How about the rest learn to put up with the noises? What are you going to do when you start working, and your coworker in the next cubical is munching on HER lunch, crinkling papers, and making other noises?
Again, some people do NOT have time between classes, depending on how they’re set up. And ever have a four hour class? I have.
I don’t teach much, but I encourage the students to eat (unless I’m teaching a lab, obviously.) I tell students this at the start, so that they have a chance to pop a ritalin or change sections if they have special needs.
I ask for no food when they’re taking a quiz or something, since it often gets smeared on the paper. I do not want your cheeto-prints wiping off onto my other stuff, thanks.
Everything you’ve said boils down to “I can’t be arsed to accommodate the people around me in the classes I’ve scheduled for myself.” Why is it the responsibility of people who don’t want to hear crinkling paper or smell sushi during a lecture to suck it up and deal with it?
I’ve been in a situation where I had two, one-hour-and-half classes straddling the lunch hour, with only ten minutes between them. Those minutes were devoted to manic speed-walking across campus, so there was no time to eat.

• [Given data]
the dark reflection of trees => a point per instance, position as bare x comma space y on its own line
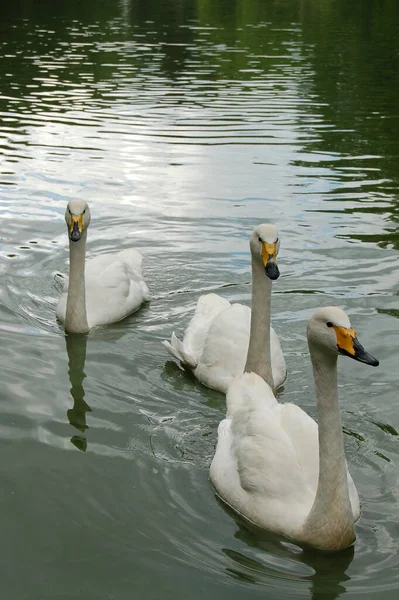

• [Problem to work on] Continue the discussion about eating during class, starting after its last sentence, not the listing.

• [The output]
So I would bring in a snack during class to tide me over. Like a sandwich or a candy bar.
Eating in class doesn’t bother me as long as I can’t hear it. I’ve actually had professors make that a rule, so as not to impinge on quiet eaters.
On my campus, we’re all on the meal plan. Which is kind of convenient, except that the meal times offered are short and hard to arrange a schedule around–especially with the high number of required courses most people have to take. Most people will have at least two days a week where their classes are booked solid through the lunch hour. Our house dining halls are at least ten minutes away, which means that there’s clearly no time to even drop by, and most classes are at least a 7 minute walk away from each other (even walking at an absurdly brisk pace). The school understands this problem and actually makes available a bag lunch pick-up location in the middle of campus that is specifically designed so you can pick up a lunch on the way to class and then eat it in the lecture hall.
I’ve never found the sounds of eating to be annoying, and I’ve never encountered anyone at school who has mentioned it, either–we just regard it as a fact of life. What is far more annoying, to me, is the people who sit towards the front of class where everyone can see their screen and then watch distracting YouTube videos on their laptop (admittedly, this doesn’t happen very often). Unfortunately, the world is not perfect and there will be occasional distracting sounds (and sights) in the lecture hall.
People who are apparently totally unaware of the sounds they’re making and makes not attempt to be even a little bit quiet? That can be disrespectful. But otherwise, I see no problem.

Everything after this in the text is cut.